-- REQUIREMENT --
Could you output every record below exactly, leaving out the pictures?

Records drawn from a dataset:

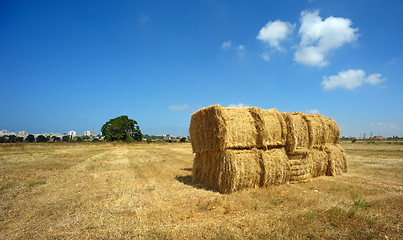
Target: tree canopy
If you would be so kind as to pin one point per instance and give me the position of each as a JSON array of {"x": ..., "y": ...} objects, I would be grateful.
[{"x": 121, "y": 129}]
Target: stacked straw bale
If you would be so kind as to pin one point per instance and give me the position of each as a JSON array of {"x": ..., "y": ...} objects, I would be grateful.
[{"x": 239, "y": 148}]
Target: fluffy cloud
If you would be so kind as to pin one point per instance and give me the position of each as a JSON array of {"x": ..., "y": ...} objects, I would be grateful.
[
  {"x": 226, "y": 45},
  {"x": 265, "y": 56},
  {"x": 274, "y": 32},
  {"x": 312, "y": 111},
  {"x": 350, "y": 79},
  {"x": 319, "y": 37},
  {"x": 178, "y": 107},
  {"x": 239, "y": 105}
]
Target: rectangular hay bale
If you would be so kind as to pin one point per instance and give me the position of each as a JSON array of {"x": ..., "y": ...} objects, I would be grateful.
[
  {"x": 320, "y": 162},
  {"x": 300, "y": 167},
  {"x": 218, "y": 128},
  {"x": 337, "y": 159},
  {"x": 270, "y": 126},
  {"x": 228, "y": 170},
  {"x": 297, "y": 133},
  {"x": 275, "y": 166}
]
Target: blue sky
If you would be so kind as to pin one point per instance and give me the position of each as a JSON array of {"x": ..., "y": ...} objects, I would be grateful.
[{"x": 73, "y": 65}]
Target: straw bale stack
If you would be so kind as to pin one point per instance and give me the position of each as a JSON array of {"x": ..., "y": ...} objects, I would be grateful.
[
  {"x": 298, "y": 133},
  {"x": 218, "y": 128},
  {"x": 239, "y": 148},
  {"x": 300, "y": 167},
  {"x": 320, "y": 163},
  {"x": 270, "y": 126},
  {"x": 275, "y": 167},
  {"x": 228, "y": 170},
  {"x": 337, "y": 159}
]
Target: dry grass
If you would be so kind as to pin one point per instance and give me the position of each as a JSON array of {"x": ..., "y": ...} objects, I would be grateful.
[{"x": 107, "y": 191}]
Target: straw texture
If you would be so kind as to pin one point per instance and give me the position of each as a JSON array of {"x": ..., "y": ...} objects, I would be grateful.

-- EXERCISE RESULT --
Target: tree canopy
If you would be so kind as to pin one point per instance and give me the position of each as a JSON array of {"x": ..., "y": ...} objects, I would be grateful.
[{"x": 121, "y": 129}]
Target: stacked straw bale
If you would be so kind as to pin one point per instance and give me the position of each as a JSON array of {"x": ..., "y": ...} objects, I would be grateful.
[{"x": 239, "y": 148}]
Target: fluffy cloud
If you would be so kind as to pin one point per instance and give me the position of each as a JSON array of {"x": ..., "y": ...} objects, I would be grateful.
[
  {"x": 226, "y": 45},
  {"x": 265, "y": 56},
  {"x": 274, "y": 32},
  {"x": 312, "y": 111},
  {"x": 350, "y": 79},
  {"x": 319, "y": 37},
  {"x": 178, "y": 107},
  {"x": 239, "y": 105}
]
Target: rectangular hay bale
If you would be so kind as to pin one point per instance and give me the position of each as a JSON array of {"x": ..., "y": ...} objects, I would be grateful.
[
  {"x": 320, "y": 162},
  {"x": 300, "y": 167},
  {"x": 218, "y": 128},
  {"x": 337, "y": 159},
  {"x": 270, "y": 126},
  {"x": 228, "y": 170},
  {"x": 297, "y": 133},
  {"x": 275, "y": 166}
]
Target: blue sky
If you would be so kind as to pin one point per instance and give me the position of each as a JSON array of {"x": ..., "y": ...} objects, I would be grateful.
[{"x": 73, "y": 65}]
Target: straw bale stack
If you would be so kind as to pin one point per instance and give me the position of each as a JSON array of {"x": ..., "y": ...} objects, I would be grateful.
[
  {"x": 298, "y": 133},
  {"x": 218, "y": 128},
  {"x": 239, "y": 148},
  {"x": 300, "y": 167},
  {"x": 320, "y": 163},
  {"x": 270, "y": 126},
  {"x": 275, "y": 167},
  {"x": 228, "y": 170},
  {"x": 337, "y": 159}
]
Target: dry grass
If you would be so kind as to pin one point per instance and give me the position of each as a JSON array of {"x": ..., "y": ...} objects, I would be grateful.
[{"x": 107, "y": 191}]
Target: straw texture
If you would be so kind as to pin one point per instance and give me the position of each as a JSON array of {"x": ..., "y": ...} objects, I would be grateful.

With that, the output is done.